» BRIEF
Please copy, character for character, the lines of the records below from the line containing "Where can the white off-shoulder" up to and including the line containing "pixel 543 340".

» RECORD EXCERPTS
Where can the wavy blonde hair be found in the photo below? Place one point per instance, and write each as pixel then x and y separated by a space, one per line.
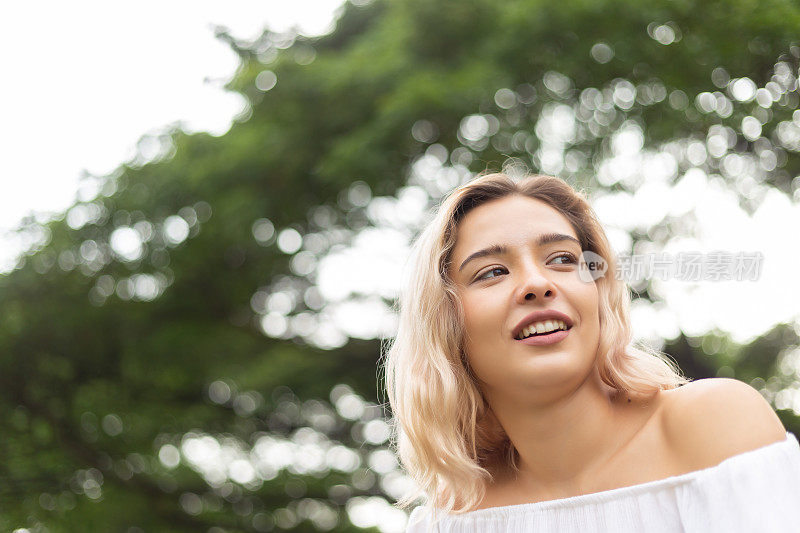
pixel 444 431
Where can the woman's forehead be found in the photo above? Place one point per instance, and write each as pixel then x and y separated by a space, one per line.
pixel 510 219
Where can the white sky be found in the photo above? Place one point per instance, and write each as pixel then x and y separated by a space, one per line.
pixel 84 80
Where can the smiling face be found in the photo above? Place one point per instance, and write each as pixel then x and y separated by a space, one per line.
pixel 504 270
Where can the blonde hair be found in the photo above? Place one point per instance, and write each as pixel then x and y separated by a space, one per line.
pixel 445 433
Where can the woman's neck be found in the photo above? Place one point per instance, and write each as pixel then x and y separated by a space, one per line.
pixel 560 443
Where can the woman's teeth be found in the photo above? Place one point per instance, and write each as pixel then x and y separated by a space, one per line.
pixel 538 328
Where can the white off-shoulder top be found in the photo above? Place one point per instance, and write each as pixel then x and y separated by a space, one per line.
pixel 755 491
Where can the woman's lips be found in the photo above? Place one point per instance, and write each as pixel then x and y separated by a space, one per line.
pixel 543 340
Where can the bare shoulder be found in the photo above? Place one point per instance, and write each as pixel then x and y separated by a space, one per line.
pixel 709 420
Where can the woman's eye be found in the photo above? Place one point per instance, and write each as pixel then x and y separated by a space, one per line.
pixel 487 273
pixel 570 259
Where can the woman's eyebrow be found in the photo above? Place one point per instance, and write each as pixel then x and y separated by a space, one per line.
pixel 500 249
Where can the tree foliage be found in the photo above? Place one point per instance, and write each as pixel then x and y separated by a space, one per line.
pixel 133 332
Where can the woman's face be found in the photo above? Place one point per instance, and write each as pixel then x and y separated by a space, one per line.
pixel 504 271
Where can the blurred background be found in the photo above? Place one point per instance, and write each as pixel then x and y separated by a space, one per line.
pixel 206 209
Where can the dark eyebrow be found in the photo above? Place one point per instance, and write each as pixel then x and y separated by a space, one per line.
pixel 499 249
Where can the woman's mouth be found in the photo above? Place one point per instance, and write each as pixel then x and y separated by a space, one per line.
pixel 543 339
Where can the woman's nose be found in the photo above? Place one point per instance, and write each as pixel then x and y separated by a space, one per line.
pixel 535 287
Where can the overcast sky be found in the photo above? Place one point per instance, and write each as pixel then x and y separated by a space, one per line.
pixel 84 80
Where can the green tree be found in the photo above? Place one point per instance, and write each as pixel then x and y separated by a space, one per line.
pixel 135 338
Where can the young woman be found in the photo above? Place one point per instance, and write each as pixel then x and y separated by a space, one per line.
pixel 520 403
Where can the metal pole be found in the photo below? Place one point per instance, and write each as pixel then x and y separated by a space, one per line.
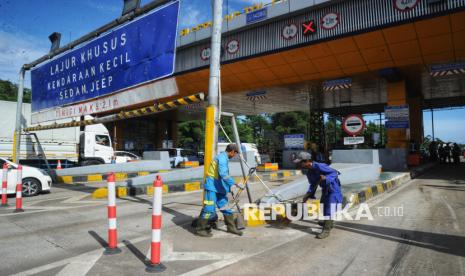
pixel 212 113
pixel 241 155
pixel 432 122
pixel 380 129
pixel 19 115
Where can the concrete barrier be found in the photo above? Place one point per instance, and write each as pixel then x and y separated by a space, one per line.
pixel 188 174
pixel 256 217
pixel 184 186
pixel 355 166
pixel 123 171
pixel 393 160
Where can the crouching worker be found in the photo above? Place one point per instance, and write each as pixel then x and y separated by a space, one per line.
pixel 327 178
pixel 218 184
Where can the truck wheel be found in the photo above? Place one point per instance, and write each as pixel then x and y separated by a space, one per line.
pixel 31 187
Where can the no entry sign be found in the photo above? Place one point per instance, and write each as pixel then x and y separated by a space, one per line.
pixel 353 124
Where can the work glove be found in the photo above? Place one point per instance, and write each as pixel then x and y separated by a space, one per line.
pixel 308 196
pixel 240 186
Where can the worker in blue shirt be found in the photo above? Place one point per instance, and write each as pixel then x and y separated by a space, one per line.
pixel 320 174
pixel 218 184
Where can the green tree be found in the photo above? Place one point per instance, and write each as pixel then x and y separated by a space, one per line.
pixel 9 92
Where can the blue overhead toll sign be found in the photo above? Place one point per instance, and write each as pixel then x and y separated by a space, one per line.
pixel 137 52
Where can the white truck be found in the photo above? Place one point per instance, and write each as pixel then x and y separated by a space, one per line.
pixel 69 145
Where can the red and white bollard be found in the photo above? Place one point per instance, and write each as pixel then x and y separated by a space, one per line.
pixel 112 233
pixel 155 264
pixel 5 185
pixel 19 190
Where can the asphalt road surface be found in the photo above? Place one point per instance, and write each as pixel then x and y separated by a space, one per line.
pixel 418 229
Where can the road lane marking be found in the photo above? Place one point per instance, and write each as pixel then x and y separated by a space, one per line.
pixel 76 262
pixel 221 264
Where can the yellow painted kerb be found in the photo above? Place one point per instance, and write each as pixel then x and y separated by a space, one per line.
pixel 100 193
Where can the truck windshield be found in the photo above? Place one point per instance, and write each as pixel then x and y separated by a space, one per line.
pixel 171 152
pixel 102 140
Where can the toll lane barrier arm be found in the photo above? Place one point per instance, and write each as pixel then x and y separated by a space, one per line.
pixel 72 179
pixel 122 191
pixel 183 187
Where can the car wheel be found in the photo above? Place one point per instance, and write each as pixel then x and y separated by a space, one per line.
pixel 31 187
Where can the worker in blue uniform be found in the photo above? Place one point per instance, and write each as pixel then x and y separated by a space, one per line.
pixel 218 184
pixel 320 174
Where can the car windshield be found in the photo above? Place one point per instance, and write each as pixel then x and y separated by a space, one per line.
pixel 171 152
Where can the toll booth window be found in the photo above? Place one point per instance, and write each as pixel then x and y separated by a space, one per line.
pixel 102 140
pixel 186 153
...
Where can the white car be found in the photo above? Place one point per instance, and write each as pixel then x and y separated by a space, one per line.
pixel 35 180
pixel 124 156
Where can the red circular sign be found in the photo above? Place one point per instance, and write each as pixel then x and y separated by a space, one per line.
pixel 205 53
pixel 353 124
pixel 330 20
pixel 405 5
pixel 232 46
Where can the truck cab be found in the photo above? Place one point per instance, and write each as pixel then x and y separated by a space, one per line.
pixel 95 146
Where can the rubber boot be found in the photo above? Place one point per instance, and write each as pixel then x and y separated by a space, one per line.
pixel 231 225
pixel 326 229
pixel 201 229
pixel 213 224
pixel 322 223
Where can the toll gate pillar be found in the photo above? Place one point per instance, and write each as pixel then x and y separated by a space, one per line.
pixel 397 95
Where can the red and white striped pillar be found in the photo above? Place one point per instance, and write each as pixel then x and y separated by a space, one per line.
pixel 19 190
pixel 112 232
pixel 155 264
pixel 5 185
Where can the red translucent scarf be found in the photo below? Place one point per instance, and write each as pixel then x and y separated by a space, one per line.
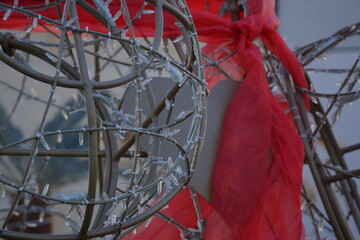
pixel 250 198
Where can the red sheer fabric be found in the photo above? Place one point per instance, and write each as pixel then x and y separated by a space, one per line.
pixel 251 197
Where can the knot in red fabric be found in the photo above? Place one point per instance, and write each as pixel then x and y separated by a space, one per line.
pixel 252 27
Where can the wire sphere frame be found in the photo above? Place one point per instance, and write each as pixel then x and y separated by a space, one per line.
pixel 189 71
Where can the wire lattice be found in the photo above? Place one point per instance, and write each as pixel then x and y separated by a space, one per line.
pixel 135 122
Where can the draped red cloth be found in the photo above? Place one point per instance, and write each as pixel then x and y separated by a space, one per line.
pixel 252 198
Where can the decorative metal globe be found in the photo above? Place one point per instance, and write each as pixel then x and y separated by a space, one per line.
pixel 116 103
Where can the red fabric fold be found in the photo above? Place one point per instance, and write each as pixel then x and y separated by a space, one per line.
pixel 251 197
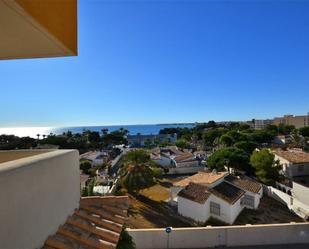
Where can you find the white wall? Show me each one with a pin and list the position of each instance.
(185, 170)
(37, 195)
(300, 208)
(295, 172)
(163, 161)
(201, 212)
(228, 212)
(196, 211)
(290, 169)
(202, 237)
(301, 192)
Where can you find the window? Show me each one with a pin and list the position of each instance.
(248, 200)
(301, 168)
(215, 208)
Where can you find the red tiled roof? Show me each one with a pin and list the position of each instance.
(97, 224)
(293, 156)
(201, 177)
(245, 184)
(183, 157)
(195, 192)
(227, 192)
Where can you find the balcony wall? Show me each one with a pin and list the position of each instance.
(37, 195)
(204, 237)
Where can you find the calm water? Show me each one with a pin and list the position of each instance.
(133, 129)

» RESULT
Where can the white off-shoulder top be found in the photo above? Place one point per instance, and write each as pixel then x and y separated by a space, one per line.
pixel 755 491
Where can the woman's lips be found in the photo above? Place one point per instance, and write each as pixel then x and y separated by a space, one per line.
pixel 543 340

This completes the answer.